*** DATASET CONTENT

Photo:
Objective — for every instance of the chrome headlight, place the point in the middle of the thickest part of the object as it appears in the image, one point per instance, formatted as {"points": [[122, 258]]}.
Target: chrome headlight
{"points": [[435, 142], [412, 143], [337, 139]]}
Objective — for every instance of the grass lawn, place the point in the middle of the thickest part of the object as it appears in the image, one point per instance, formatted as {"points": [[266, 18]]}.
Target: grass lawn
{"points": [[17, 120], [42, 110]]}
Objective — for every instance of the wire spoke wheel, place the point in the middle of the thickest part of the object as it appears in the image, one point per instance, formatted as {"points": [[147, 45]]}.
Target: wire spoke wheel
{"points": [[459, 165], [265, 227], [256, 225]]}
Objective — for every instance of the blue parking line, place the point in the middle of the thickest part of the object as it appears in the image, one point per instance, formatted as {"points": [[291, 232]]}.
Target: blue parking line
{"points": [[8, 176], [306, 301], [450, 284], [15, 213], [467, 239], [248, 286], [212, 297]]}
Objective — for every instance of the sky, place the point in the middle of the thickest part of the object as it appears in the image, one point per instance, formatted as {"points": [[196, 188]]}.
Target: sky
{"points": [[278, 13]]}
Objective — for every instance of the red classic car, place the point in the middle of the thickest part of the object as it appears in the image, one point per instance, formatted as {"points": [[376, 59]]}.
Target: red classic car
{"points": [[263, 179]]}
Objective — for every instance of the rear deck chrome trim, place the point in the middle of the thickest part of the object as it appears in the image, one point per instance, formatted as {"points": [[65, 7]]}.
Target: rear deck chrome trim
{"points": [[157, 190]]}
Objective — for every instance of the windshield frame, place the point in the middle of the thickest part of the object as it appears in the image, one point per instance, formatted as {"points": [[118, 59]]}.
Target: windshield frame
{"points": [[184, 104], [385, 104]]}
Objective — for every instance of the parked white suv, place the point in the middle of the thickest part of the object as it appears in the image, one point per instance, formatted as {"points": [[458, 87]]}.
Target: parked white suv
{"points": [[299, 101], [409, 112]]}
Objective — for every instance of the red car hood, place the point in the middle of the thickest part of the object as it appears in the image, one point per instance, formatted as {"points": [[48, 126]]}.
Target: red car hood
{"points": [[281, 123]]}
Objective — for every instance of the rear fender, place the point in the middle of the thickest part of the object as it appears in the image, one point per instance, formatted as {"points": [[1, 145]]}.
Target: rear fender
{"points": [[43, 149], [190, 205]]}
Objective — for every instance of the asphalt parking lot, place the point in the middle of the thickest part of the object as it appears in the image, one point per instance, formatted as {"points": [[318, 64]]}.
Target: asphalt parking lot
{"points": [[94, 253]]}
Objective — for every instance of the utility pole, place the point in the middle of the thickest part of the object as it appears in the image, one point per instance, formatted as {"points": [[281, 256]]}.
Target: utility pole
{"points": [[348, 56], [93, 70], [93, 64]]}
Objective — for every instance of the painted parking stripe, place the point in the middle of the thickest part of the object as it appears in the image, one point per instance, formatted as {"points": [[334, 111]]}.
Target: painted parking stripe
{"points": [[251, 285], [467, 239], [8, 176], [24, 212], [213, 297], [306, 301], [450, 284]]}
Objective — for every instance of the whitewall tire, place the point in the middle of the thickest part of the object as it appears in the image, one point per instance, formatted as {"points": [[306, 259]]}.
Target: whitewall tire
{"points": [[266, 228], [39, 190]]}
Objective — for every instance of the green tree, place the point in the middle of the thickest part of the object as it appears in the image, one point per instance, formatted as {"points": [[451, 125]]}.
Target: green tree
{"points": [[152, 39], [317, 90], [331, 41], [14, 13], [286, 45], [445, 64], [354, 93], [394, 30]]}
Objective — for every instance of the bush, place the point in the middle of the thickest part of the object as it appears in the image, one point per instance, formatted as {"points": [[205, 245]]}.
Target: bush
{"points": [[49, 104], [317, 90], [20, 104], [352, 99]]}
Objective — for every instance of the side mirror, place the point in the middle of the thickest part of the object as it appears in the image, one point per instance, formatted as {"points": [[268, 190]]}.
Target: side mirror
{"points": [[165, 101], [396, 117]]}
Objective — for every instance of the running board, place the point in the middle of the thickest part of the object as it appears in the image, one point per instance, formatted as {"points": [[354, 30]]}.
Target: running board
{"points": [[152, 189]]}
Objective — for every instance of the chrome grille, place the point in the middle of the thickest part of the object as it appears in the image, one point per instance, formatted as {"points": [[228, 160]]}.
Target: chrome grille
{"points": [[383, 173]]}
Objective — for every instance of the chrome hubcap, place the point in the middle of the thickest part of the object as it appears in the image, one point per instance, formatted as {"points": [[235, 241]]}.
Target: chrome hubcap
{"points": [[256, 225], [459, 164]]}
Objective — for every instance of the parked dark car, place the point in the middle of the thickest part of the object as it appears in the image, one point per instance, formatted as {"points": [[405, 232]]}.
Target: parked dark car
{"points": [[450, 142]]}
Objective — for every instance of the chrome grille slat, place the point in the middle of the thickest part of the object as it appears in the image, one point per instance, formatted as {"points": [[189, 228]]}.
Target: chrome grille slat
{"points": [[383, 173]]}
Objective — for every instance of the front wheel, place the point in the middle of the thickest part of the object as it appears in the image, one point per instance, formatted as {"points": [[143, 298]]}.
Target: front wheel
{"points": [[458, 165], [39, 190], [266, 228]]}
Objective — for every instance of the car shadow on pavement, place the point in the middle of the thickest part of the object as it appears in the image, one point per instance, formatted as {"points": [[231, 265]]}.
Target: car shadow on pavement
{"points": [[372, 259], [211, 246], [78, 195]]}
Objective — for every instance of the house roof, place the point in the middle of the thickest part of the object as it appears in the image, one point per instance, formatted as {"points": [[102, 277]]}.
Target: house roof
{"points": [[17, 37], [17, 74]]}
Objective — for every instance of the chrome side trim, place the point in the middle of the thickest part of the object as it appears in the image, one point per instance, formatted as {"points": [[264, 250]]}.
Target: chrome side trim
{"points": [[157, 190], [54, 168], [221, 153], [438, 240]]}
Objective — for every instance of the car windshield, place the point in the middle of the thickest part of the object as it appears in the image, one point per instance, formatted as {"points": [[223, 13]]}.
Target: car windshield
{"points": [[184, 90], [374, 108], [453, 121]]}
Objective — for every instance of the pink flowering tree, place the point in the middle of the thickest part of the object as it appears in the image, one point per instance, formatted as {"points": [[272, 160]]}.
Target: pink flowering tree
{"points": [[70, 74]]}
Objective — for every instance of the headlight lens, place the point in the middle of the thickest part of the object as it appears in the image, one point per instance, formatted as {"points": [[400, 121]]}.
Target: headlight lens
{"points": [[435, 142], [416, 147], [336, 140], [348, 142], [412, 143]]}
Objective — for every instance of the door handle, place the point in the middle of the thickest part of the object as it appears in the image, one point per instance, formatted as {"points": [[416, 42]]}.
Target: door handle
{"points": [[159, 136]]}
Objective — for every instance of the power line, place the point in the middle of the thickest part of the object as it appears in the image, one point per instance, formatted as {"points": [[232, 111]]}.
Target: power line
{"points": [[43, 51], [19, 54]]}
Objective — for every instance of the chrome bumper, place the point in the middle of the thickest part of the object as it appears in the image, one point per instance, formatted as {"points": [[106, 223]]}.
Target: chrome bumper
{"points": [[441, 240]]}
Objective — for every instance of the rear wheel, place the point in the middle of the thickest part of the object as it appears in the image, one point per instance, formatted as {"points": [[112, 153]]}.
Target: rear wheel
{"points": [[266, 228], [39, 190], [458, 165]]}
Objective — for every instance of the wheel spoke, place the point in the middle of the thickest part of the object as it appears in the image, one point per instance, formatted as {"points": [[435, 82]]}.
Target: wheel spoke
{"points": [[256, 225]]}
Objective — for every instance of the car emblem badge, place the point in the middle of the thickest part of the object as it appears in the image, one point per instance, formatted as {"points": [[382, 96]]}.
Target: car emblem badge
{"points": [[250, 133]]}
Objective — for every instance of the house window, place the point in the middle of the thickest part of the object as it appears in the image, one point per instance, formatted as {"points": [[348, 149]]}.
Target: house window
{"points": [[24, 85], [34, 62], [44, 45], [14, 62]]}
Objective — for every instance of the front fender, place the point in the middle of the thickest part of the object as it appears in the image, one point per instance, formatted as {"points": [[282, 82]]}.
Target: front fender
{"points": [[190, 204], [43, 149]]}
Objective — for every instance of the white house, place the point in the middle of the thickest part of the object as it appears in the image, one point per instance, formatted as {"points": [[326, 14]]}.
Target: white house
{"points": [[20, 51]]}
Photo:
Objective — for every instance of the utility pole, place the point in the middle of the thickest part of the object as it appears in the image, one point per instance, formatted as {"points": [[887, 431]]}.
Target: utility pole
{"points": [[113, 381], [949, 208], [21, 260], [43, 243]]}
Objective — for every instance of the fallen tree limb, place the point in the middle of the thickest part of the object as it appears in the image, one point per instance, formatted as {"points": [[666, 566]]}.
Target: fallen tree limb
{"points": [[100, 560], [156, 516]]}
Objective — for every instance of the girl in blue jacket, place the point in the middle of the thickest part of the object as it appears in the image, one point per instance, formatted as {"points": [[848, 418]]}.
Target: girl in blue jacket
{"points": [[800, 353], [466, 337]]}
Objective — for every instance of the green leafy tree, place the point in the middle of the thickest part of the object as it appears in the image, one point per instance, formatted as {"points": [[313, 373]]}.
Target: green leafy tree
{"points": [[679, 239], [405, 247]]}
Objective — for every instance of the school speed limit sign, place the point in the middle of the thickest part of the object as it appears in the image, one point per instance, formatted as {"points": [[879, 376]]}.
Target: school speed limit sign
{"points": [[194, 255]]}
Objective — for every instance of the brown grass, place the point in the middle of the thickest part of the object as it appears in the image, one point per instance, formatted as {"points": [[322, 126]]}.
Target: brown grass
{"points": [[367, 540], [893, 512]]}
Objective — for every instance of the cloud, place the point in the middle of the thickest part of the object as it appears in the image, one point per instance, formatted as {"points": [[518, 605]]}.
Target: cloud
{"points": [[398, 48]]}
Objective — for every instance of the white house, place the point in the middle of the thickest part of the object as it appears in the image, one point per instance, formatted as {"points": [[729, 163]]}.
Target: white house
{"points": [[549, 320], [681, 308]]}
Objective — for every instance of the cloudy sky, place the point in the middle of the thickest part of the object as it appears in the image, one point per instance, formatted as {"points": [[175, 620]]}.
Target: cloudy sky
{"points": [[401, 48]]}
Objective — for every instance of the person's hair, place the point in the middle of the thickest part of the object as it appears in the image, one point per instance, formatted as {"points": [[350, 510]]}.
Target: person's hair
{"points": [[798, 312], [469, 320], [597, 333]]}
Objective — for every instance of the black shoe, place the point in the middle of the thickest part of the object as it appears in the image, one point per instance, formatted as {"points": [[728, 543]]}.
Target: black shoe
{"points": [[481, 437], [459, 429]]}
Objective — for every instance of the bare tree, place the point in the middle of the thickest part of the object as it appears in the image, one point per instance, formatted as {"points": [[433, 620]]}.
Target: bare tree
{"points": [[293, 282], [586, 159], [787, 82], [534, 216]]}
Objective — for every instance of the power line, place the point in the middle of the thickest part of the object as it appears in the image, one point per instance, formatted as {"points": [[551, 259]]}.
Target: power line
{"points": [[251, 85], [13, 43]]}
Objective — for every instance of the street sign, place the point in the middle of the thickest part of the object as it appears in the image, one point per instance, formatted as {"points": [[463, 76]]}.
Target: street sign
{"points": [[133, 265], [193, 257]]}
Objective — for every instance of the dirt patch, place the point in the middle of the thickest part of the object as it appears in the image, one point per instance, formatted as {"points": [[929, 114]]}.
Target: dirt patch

******

**TASK DETAILS:**
The lines to reproduce run from the one that contains "Objective — for every instance of the cloudy" through the last line above; copy them exactly.

**THE RESULT:**
Objective — for every instance of the cloudy sky, place the point in the middle of the thickest part of the object as it appears in the image, one point per instance, formatted as {"points": [[175, 620]]}.
Target: cloudy sky
{"points": [[401, 48]]}
Objective — for every instance of the person's hair, place the point in the middle of the thickest part of the object as it appears in the image, one point per instance, formatted as {"points": [[350, 510]]}.
Target: person's hair
{"points": [[798, 312], [469, 320], [597, 333]]}
Objective — for every instance of the black shoe, place the point in the middle of the thickest part of the object as it appears in the image, one point per instance, formatted as {"points": [[728, 543]]}.
Target: black shoe
{"points": [[481, 437], [459, 429]]}
Objective — for every instance of the bare tree, place the point in the middle of the thickest part of the object as it appears in the image, one point per instance, formatted as {"points": [[433, 620]]}.
Target: bare tree
{"points": [[293, 282], [586, 159], [787, 82], [534, 216]]}
Objective — for every instance of the power line, place the point in the middle of the thickest part of the object as it appears in the image, one point per instance, formatted as {"points": [[551, 259]]}.
Target: power line
{"points": [[251, 85], [13, 43]]}
Objective — for every instance of the street sign, place the point in the middle of the thickest part of the object as it appears in the image, one point per instance, formatted as {"points": [[463, 76]]}.
Target: street sign
{"points": [[133, 265], [193, 257]]}
Objective — for every instance of the dirt patch, place the point in the middle of the thickest part of the object as it appears in the image, one point per instance, formatted as {"points": [[929, 114]]}.
Target: dirt patch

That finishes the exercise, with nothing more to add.